[Work to complete]
Set down all of the lines below exactly as they are given.
Data shown below:
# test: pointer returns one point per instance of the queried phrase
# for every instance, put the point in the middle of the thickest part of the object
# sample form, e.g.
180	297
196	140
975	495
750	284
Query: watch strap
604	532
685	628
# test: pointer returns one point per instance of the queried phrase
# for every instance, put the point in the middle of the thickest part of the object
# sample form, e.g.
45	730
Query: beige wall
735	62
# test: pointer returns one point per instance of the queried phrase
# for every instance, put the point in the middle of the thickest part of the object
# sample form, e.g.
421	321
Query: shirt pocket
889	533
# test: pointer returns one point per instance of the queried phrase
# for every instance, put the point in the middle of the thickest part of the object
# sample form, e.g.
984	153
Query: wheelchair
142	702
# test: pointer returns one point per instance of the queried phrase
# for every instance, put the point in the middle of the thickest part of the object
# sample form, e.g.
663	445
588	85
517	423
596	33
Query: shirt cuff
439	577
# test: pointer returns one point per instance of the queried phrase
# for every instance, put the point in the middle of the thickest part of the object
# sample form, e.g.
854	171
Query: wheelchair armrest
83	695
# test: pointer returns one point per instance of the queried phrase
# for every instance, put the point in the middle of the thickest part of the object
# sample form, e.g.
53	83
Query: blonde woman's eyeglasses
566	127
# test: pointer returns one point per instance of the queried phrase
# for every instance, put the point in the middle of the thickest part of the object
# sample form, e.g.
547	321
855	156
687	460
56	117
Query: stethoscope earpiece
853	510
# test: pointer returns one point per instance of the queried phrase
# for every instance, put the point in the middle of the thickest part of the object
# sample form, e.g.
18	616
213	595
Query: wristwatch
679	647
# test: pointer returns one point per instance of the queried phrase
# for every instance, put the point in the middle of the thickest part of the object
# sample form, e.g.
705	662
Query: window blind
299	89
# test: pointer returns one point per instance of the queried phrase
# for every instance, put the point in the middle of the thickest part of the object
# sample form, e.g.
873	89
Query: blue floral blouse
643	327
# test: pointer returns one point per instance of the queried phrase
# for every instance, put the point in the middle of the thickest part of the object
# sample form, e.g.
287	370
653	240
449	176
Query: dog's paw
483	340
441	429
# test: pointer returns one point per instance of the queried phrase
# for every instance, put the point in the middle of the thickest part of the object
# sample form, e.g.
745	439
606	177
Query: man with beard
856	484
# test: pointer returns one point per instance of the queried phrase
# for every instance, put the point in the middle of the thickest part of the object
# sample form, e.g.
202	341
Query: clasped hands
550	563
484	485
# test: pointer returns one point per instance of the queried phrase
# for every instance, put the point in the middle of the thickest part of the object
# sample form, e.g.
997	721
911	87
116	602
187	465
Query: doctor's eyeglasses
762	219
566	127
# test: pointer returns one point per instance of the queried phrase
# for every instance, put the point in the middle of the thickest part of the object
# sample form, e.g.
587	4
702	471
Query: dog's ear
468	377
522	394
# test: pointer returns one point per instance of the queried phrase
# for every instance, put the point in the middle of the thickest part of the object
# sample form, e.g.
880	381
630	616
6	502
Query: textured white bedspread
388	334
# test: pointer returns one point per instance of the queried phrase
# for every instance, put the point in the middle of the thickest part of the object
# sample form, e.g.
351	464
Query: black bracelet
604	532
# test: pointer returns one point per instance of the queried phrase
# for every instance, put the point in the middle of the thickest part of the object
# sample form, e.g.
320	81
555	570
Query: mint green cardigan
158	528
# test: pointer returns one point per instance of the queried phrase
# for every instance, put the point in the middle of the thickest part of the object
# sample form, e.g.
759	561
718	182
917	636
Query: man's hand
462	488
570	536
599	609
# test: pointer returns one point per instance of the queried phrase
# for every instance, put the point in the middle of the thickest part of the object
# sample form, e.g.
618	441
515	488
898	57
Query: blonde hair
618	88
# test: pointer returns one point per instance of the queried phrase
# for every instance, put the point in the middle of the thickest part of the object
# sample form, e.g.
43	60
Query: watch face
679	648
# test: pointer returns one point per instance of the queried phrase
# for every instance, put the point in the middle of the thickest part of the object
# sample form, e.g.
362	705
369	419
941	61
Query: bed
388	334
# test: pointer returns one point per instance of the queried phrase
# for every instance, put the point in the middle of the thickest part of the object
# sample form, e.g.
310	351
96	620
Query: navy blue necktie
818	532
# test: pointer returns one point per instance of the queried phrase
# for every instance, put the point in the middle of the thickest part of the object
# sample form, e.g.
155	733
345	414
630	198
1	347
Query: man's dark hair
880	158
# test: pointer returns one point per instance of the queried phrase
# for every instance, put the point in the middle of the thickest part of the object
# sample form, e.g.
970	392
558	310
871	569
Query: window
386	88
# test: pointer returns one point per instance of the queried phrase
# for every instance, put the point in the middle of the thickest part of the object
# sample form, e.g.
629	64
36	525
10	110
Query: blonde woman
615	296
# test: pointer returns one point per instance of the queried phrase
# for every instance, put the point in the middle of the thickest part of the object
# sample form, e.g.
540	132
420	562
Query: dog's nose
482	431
End of Data shown.
[Output below]
# test: pointer returns one point per instance of the queried phrase
# for every instance, put the point in the middle of the thickest part of the object
# sample form, e.g.
180	297
196	140
975	495
750	284
Query: watch strap
604	532
685	628
# test: pointer returns one point per instance of the queried phrase
# for every instance, put the point in the middle of the thickest part of the object
# sample form, e.g.
45	730
Query: beige wall
735	62
# test: pointer returns one point per instance of the queried phrase
# for every instance, put the point in the middle of the thickest part of the object
# sample form, e.g.
421	321
Query: shirt pocket
889	533
# test: pointer returns one point per instance of the queried phrase
# for every instance, put the point in the middle of the thickest part of the object
# sample form, e.g.
984	153
Query: wheelchair
142	702
# test: pointer returns one point per instance of the queried phrase
# for every instance, put the point in the middle of the thickest part of the object
# sample form, e.g.
663	445
588	85
517	423
596	33
Query: shirt cuff
439	577
# test: pointer returns one point per instance of the queried phrase
# for every instance, put the point in the middle of the thickest part of the object
# sample form, e.g.
854	171
Query: wheelchair armrest
83	695
# test: pointer returns one point per instance of the queried phrase
# for every instance, put the point in the middle of the thickest part of the object
# sample form, e.g.
53	83
Query: blonde woman's eyeglasses
566	127
# test: pointer returns one point per instance of the queried phrase
# for every instance, put the point in the middle of the thickest part of the object
# sample form, e.g.
547	321
855	156
687	460
56	117
Query: stethoscope earpiece
853	510
# test: pointer returns one point per instance of the queried phrase
# for every instance, put the point in the middle of the thickest part of the object
# sample form, e.g.
18	616
213	595
Query: wristwatch
679	647
# test: pointer returns one point per instance of the queried phrase
# for every instance, put the point in the middle of the thickest part of the object
# sample form, e.g.
705	662
Query: window blind
299	89
# test: pointer returns one point per instance of the queried phrase
# for every instance, put the point in the middle of the thickest part of the object
# sample form, e.g.
873	89
Query: blue floral blouse
643	327
# test: pointer returns one point per instance of the queried phrase
# for every instance, put the point in the middle of the thickest part of the object
# sample form, e.g.
287	370
653	240
449	176
Query: dog's paw
483	340
441	429
# test: pointer returns one point per instance of the queried phrase
# for every instance, put the point in the middle of the thickest part of the object
# sample form, e.g.
745	439
606	177
Query: man with beard
856	484
# test: pointer returns one point per instance of the queried phrase
# for every instance, put the point in the middle of the thickest part of the object
# sample form, e.g.
202	341
Query: clasped hands
550	563
484	485
# test: pointer returns one point per instance of the queried phrase
# for every instance, put the point in the middle of the thickest part of the object
# sample form, e.g.
997	721
911	87
116	602
187	465
Query: doctor's eyeglasses
762	219
566	127
# test: pointer returns one point per instance of the queried phrase
# for every instance, put the point in the middle of the thickest part of the object
# sample form, e.g.
587	4
702	471
Query: dog's ear
468	377
522	394
# test: pointer returns one point per instance of the queried phrase
# for every instance, put the point in the middle of the thickest part of the object
# sample form, e.g.
880	381
630	616
6	502
Query: textured white bedspread
388	334
# test: pointer returns one point per instance of the queried phrase
# for every instance, put the point in the middle of the thickest part of the object
# sample form, e.g.
351	464
Query: black bracelet
604	532
# test: pointer returns one point per instance of the queried phrase
# for every instance, put the point in the middle of the thickest part of the object
# sample form, e.g.
320	81
555	570
Query: mint green cardigan
158	528
# test: pointer returns one point per instance of the queried phrase
# for every instance, put the point in the middle of the thickest part of the object
# sample form, e.g.
759	561
718	182
917	636
Query: man's hand
462	488
570	536
599	609
# test: pointer returns one point per instance of the queried phrase
# for every instance, put the point in the middle of the thickest part of the object
# sample form, e.g.
618	441
515	488
898	57
Query: blonde hair
618	88
# test: pointer returns one point per instance of the queried phrase
# for every instance, put the point in the middle of the thickest part of the object
# sample form, e.g.
43	60
Query: watch face
679	648
# test: pointer returns one point per instance of the queried phrase
# for every instance, put the point in the middle of the thickest part of the object
# sample form, e.g.
362	705
369	419
941	61
Query: bed
388	334
# test: pointer returns one point per instance of the queried phrase
# for every instance, put the point in the middle of the thickest part of the object
# sample form, e.g.
310	351
96	620
Query: navy blue necktie
818	532
# test: pointer returns one point per instance of the queried phrase
# for every instance, put the point in the middle of the thickest part of the object
# sample form, e.g.
155	733
345	414
630	198
1	347
Query: man's dark hair
880	158
# test: pointer returns one point per instance of the queried phrase
# for every instance, put the point in the middle of the thickest part of the object
# sample form, e.g.
970	392
558	310
871	569
Query: window
386	88
# test: pointer returns one point per instance of the queried phrase
# for every instance, put the point in the middle of the thickest part of the object
# sample form, e.g.
629	64
36	525
10	110
Query: blonde woman
615	296
# test: pointer returns one point per instance of the queried phrase
# for every instance, put the point in the middle of the thickest part of the object
# sample form, e.g.
540	132
420	562
Query: dog's nose
482	431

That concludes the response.